#### Task objective
Retype every one of the rows below, character for character, with nothing added or left out.

#### Data supplied
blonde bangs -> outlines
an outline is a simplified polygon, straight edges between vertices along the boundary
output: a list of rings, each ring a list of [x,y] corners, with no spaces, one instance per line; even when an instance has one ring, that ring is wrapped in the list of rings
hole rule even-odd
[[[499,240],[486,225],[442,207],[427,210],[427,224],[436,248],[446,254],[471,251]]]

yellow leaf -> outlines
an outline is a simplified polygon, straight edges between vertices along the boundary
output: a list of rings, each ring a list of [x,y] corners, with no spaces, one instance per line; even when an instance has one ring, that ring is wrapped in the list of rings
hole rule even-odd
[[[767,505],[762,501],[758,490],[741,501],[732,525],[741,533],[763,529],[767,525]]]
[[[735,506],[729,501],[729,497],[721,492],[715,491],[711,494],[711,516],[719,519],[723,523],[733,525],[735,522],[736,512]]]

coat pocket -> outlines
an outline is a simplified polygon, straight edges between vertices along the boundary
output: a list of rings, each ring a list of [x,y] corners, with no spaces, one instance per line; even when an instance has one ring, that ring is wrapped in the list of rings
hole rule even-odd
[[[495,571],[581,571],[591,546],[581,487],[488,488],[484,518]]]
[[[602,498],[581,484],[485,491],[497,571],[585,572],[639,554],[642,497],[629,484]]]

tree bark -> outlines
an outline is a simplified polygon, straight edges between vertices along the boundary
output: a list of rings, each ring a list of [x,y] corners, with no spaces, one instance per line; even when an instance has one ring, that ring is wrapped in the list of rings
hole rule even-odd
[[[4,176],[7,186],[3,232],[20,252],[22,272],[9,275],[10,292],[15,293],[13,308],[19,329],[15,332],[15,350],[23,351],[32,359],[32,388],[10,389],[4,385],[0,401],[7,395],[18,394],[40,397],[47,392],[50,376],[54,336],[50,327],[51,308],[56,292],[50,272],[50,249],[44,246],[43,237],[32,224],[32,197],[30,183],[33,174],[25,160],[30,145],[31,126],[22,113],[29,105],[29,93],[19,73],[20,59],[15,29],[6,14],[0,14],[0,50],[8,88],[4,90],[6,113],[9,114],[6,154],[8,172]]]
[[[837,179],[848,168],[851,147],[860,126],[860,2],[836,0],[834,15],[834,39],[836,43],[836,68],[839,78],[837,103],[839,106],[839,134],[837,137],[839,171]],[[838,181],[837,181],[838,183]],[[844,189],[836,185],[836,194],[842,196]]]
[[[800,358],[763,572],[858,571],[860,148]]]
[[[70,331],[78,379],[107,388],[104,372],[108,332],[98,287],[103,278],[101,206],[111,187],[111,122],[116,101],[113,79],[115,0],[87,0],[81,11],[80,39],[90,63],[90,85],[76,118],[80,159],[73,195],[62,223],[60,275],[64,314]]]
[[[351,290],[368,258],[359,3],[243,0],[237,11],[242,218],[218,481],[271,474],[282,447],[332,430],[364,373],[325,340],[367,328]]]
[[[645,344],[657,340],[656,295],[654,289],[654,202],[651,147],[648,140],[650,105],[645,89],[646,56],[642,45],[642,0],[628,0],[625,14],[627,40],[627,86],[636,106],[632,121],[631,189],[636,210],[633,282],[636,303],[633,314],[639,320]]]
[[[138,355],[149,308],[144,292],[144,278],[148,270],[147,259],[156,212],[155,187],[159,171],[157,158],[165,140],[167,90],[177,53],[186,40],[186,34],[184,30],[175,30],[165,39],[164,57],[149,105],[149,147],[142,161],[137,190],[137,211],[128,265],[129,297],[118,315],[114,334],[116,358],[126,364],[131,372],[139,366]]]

#### Written answer
blonde bangs -> outlines
an outline is a simplified polygon, straight edges between vertices along the boundary
output: a list of rings, each ring a list of [x,y] corners, with no spaces, one instance per line; even when an instance has one ring, that ring is wrapped in the list of rings
hole rule even-odd
[[[499,240],[486,225],[442,207],[427,210],[427,224],[436,248],[446,254],[471,251]]]

yellow leaf -> outlines
an outline is a simplified polygon, straight edges between vertices along the boundary
output: a list of rings, each ring a list of [x,y] corners, with no spaces, one instance per line; even when an instance has one ring, that ring is wrapped in the list of rings
hole rule even-odd
[[[767,505],[762,501],[758,490],[741,501],[732,525],[741,533],[763,529],[767,525]]]
[[[735,506],[729,501],[729,497],[721,492],[715,491],[711,494],[711,516],[719,519],[723,523],[733,525],[735,522],[736,512]]]

coat pocket -> outlines
an outline is a simplified polygon, straight edges between vertices along the boundary
output: a list of rings, each ring a list of [x,y] corners, with no spaces, one instance per line; even when an instance has one ring, that ring is wrapped in the list of rings
hole rule even-odd
[[[495,571],[581,571],[591,546],[581,487],[488,488],[484,518]]]
[[[602,498],[581,484],[485,491],[497,571],[585,572],[639,554],[642,497],[629,484]]]

tree bark -> outlines
an outline is a simplified polygon, straight edges between vertices along the boundary
output: a list of rings, each ring a list of [x,y] corners, with no spaces, one instance per line; even when an instance has one ring, that ring is wrapped in the list of rings
hole rule even-odd
[[[4,176],[7,186],[3,232],[20,252],[22,272],[9,275],[10,292],[15,293],[13,308],[19,329],[15,332],[15,350],[23,351],[32,359],[32,388],[10,389],[4,385],[0,401],[7,395],[18,394],[40,397],[47,392],[50,376],[54,336],[50,327],[51,308],[56,292],[50,272],[50,249],[44,246],[43,237],[32,224],[32,197],[30,183],[33,174],[25,160],[30,145],[31,126],[22,113],[29,105],[29,93],[19,73],[20,59],[15,29],[6,14],[0,14],[0,50],[8,88],[4,90],[6,113],[9,114],[6,154],[8,172]]]
[[[837,179],[848,168],[851,147],[860,126],[860,2],[836,0],[834,15],[834,39],[836,43],[836,68],[839,78],[837,103],[839,106],[839,134],[837,137],[839,171]],[[838,181],[837,181],[838,183]],[[844,189],[836,185],[836,194],[842,196]]]
[[[800,358],[763,572],[858,571],[860,148]]]
[[[70,331],[78,379],[107,388],[104,372],[108,332],[98,287],[103,278],[101,206],[111,187],[111,122],[116,101],[113,79],[115,0],[87,0],[81,11],[80,39],[90,63],[90,85],[76,118],[80,159],[73,195],[62,223],[60,275],[64,314]]]
[[[351,290],[368,258],[359,3],[243,0],[237,11],[242,218],[218,481],[271,474],[282,447],[332,430],[364,373],[325,340],[367,328]]]
[[[645,344],[657,340],[656,295],[654,289],[654,202],[651,147],[648,140],[650,105],[645,89],[646,56],[642,45],[642,0],[628,0],[625,14],[627,40],[627,86],[636,106],[632,121],[631,189],[636,210],[633,282],[636,303],[633,314],[639,320]]]
[[[138,355],[149,308],[144,292],[144,278],[148,270],[147,259],[156,212],[155,187],[159,171],[157,158],[165,140],[167,90],[177,53],[186,40],[186,34],[184,30],[175,30],[165,39],[164,57],[149,105],[149,147],[142,161],[137,190],[137,211],[128,265],[129,297],[118,315],[114,334],[116,358],[126,364],[131,372],[139,366]]]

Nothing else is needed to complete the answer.